* What you should do
Can you swap "fence post" for "fence pole" throughout the records below and give them back with nothing else changed?

=== Records provided ===

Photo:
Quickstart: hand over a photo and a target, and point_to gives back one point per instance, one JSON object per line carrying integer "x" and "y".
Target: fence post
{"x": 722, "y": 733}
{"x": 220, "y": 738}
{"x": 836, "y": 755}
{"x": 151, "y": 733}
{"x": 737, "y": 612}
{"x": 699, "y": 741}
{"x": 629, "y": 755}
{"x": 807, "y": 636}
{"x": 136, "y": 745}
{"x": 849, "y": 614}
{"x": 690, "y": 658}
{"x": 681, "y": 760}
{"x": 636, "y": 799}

===

* Answer for this exercise
Photo:
Quickstart: hand over a photo and a target, and point_to gives back one point per instance, one JSON object per line carrying integer "x" and "y".
Target: fence pole
{"x": 722, "y": 733}
{"x": 220, "y": 738}
{"x": 836, "y": 755}
{"x": 151, "y": 733}
{"x": 737, "y": 612}
{"x": 699, "y": 741}
{"x": 629, "y": 755}
{"x": 807, "y": 636}
{"x": 136, "y": 745}
{"x": 849, "y": 614}
{"x": 690, "y": 658}
{"x": 681, "y": 760}
{"x": 636, "y": 799}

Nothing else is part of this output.